◆ **What is needed**
Find the line with "Task: point out the arched" in the entries below, then reproduce it and every line after it down to and including the line with "Task: point out the statue's shoe", exactly.

::::::

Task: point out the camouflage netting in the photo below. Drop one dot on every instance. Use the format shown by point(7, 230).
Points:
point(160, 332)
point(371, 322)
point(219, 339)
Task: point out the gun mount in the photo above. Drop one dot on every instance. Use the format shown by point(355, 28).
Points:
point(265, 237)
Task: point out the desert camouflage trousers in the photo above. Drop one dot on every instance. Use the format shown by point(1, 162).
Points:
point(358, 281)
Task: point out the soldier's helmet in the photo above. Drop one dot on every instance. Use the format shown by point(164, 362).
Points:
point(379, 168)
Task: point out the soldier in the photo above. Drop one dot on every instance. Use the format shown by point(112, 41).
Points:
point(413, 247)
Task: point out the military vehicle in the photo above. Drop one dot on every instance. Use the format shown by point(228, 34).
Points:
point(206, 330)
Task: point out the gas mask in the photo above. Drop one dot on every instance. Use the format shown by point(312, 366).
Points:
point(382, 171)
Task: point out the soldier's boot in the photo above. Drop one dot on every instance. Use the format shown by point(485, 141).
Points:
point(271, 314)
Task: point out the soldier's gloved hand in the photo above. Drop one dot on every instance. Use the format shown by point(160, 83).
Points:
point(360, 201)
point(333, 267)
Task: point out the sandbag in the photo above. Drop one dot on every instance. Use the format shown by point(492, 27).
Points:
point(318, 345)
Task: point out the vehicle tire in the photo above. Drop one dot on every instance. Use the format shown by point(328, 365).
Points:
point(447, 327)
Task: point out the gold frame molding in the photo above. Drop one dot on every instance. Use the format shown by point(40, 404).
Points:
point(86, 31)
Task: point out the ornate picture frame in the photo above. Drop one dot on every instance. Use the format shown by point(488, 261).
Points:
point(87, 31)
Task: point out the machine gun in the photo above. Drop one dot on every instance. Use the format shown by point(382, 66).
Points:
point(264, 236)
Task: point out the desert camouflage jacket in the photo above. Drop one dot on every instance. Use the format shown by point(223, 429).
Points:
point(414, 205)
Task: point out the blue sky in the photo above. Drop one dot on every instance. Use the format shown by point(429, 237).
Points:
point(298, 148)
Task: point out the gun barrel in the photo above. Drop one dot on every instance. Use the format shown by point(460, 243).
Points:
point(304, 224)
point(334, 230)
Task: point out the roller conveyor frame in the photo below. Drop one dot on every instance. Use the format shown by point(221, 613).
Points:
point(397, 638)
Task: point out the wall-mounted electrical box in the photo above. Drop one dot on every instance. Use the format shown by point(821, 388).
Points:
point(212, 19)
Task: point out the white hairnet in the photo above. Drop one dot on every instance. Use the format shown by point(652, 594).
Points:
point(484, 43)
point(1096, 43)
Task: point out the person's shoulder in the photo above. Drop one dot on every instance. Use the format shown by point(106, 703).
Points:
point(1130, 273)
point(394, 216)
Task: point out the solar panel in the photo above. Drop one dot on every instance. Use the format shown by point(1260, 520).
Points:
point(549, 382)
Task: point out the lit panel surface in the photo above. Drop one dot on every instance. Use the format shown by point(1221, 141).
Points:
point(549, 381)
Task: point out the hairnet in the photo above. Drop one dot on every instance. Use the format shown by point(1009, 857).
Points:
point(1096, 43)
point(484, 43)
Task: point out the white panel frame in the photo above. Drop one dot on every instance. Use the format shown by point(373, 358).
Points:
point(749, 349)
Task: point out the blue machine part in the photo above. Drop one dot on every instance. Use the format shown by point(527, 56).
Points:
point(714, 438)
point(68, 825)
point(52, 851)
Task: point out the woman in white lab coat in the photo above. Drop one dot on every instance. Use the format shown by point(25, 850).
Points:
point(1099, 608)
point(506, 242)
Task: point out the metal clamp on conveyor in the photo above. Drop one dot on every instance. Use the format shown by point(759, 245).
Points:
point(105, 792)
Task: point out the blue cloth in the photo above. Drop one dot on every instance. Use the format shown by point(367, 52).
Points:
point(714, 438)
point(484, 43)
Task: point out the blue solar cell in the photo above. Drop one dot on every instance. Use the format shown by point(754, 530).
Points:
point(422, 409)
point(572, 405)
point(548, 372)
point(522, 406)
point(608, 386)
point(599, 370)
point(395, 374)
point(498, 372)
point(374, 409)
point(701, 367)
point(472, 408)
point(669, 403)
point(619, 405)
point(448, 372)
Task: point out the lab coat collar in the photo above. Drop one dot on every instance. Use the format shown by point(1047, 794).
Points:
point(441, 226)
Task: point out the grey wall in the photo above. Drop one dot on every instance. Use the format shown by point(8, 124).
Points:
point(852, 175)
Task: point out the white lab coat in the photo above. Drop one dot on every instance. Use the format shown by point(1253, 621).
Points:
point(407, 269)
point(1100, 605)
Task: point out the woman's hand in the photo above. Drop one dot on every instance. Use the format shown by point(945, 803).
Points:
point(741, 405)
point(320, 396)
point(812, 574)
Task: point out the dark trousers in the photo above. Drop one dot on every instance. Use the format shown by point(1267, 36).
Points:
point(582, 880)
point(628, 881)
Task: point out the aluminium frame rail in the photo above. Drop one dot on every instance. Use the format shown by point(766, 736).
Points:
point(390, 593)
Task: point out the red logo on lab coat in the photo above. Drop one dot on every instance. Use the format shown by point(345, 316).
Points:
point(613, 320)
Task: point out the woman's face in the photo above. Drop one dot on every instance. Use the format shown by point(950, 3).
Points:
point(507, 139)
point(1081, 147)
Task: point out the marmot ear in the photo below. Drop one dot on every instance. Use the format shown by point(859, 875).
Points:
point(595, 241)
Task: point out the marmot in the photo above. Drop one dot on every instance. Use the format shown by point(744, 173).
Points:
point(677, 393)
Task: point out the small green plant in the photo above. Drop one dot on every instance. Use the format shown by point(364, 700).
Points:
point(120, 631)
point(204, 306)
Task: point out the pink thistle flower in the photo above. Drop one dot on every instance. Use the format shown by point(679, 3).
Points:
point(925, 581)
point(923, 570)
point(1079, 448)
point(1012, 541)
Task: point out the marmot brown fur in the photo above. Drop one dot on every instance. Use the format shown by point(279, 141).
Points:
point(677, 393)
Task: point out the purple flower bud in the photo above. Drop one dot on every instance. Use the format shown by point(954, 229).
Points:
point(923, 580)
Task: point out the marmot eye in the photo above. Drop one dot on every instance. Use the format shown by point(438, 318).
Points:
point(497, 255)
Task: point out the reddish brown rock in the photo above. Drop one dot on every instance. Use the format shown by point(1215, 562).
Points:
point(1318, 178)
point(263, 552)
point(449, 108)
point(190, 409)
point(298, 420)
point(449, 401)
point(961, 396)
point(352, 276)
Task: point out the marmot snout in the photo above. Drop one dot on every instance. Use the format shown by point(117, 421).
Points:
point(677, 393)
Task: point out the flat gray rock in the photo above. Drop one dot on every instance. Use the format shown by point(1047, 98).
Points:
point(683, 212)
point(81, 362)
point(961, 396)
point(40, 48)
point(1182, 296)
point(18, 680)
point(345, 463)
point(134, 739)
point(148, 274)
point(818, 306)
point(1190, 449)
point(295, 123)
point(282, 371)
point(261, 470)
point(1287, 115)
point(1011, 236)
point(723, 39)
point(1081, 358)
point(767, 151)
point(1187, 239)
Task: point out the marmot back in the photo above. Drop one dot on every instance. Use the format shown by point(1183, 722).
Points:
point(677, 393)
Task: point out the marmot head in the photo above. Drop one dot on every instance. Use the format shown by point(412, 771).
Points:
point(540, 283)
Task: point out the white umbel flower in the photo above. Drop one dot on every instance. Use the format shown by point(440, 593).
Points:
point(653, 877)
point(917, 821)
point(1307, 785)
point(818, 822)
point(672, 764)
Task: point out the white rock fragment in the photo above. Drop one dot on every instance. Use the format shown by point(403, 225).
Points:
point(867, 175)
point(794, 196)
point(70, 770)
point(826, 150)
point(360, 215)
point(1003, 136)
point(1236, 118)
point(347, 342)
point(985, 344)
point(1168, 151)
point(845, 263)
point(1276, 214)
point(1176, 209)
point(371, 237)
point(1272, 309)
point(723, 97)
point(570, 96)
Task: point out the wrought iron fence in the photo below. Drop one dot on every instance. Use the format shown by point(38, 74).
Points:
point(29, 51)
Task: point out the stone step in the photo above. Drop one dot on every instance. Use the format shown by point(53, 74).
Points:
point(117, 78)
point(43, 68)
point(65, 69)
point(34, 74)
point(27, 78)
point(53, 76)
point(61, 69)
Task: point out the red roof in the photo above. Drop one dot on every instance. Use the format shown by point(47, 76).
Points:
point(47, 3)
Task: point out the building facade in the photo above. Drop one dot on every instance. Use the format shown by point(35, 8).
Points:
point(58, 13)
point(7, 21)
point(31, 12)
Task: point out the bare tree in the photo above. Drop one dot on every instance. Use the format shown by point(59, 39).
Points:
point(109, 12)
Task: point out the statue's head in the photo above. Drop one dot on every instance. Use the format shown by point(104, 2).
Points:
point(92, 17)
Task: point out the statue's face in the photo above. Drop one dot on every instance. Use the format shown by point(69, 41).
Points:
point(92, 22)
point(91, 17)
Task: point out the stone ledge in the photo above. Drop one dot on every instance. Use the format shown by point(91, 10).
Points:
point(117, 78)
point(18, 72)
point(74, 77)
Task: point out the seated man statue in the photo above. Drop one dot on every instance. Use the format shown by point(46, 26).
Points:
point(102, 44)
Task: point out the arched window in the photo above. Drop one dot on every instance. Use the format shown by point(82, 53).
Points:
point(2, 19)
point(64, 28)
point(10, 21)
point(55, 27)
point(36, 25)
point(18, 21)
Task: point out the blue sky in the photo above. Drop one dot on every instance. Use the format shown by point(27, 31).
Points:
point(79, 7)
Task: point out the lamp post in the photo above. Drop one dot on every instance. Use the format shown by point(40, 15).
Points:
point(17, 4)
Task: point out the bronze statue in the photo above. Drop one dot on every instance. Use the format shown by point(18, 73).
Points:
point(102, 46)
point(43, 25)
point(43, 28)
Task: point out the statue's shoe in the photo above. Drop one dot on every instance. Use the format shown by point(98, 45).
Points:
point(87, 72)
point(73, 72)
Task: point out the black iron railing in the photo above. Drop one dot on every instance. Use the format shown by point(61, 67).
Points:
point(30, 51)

::::::

◆ **Solved problem**
Task: point out the arched window in the photo above. Drop one dot on every instance. Use the format shown by point(82, 53).
Points:
point(2, 19)
point(64, 28)
point(10, 21)
point(55, 27)
point(36, 25)
point(18, 21)
Task: point out the blue sky in the photo above. Drop one dot on every instance. Use the format shown by point(27, 31).
Points:
point(79, 7)
Task: point out the lamp post in the photo above. Drop one dot on every instance. Use the format shown by point(40, 15).
Points:
point(17, 4)
Task: point out the bronze statue in the photo above. Drop one dot on every instance. Use the format shown by point(18, 73).
Points:
point(102, 46)
point(43, 25)
point(43, 28)
Task: point out the statue's shoe in the photo above. Drop one dot on every instance. Use the format shown by point(98, 45).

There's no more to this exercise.